Welfare Statism In England

Mr. Jebb is a British educator, editor, and journalist.

The great social drift in England during the past forty years has been toward a kind of totalitarian­ism. This fact is all the more de­pressing when it is realized that outstanding books written by widely read authors have appeared here during this period, showing in somberest colors the conse­quences of the trend. The drift, nevertheless, has accelerated. Three books come to mind, two of them works of fiction: Hilaire Belloc’s The Servile State (1912), Aldous Huxley’s Brave New World (1932), and George Or-well’s 1984 (1949).

Belloc’s book was critical of "capitalism," which word he used in a special sense, not as an equiv­alent to "the free market economy" but as descriptive of the kind of in­terventionist state which existed in his England. "Capitalism"—in this sense—was under constant attack by Socialists. The result of this onslaught, Belloc foresaw, would not be the Cooperative Com­monwealth of socialist fantasy; it would be a state in which the mass of men were reduced to servility.

Both Belloc and Huxley antici­pated a generally accepted serfdom. Freedom would not be exchanged for tyranny in the harsh sense. There would be plenty of bread and circuses. Even in Orwell’s hor­rific picture of the future, the majority were adequately fed and cared for, and those outside the state’s detailed supervision were too weak and degenerate to cause the rulers any trouble. They simply did not count.

It is this ready acceptance by the people of the loss of freedom that is the most alarming feature of these three books, for even though the hero of 1984 rebels against the intolerably subservient conditions imposed on him, his rebellion ends in a mad ecstasy of submission.

Why is it that these three re­markable books have had little or no influence on the course of events? They are not mere guesses at the future, brilliant but founded on nothing more solid than the imagination of their authors. The Servile State reads more like the solution of an algebraic problem than a prophecy, and Huxley can point, in his recent revision of Brave New World, to developments that bear out his original thesis. All three books are confirmed by events.

# Dataset entries
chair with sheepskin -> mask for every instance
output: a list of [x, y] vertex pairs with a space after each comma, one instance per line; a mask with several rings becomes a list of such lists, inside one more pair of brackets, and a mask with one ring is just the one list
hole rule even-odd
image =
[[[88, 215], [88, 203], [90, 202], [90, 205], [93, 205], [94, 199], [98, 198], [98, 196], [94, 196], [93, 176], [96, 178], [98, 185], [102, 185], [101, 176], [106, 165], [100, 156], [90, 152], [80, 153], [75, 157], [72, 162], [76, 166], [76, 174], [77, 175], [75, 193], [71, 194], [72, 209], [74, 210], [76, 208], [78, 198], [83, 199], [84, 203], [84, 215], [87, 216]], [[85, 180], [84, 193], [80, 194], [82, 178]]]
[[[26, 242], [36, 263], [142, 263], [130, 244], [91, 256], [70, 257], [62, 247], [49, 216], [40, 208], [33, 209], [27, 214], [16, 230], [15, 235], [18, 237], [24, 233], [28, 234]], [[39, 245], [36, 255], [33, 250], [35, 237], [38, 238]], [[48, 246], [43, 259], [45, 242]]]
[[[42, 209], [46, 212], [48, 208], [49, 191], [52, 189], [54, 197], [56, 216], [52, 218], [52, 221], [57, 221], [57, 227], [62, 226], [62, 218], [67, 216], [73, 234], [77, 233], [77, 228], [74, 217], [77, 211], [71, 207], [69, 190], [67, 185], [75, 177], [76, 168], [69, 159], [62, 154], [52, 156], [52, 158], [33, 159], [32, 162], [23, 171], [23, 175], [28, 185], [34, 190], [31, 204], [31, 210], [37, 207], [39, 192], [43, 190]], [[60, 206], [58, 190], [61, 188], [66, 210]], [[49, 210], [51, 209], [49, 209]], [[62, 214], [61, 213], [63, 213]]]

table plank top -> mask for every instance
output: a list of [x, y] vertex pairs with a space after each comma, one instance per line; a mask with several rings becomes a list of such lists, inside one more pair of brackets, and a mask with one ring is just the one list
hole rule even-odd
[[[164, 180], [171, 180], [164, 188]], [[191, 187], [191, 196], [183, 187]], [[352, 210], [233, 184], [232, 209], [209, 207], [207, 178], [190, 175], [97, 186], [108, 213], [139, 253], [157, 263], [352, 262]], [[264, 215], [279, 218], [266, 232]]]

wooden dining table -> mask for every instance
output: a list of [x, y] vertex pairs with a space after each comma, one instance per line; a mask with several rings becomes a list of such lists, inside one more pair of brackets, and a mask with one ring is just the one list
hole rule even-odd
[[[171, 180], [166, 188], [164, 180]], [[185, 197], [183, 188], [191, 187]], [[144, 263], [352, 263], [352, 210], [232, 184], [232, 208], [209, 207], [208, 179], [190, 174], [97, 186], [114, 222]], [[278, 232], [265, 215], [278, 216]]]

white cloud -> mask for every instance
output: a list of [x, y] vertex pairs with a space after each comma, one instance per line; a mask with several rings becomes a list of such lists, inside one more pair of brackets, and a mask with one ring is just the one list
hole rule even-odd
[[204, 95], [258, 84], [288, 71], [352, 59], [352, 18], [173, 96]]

# Task directions
Continue the essay on welfare statism in England, starting right after its last sentence. The material isn't needed for anything here.

# Output for this task
Perhaps the answer to the ques­tion of their small influence is to be found in the appearance of the Welfare State. The lure of irre­sponsible ease and a rise in the so-called standard of living have blotted out from the minds of a big proportion of the population the price to be paid for govern­mental ordering of their lives. Be­cause a large measure of freedom is still left to them and because the immediate prospects appear to be pleasant, they do not trouble to look at the hard logic of common sense. Neither the gloomy forebod­ings of thinking men nor the ac­tual financial crises that the coun­try has been undergoing affect them.

This insensitiveness to cause and effect is increased by the propaganda both of governments in power and the political parties of the Left. Governments invaria­bly seek to enlarge the area of their influence, for the appetite for power, once acquired, is in­satiable. But the propaganda of the Left is more sinister and nauseous. It sets out to assume a high moral purpose—protection of the weak against the heartlessness of the Right—and on this plea it proceeds to press for centralized control, so as to be able to dis­tribute wealth as it thinks fit. This is a useful vote-catching device and at the same time tightens the bonds restraining individual free­dom. Yet it would be difficult to find a single politician who con­demns the principle underlying the Welfare State as it is organ­ized in England.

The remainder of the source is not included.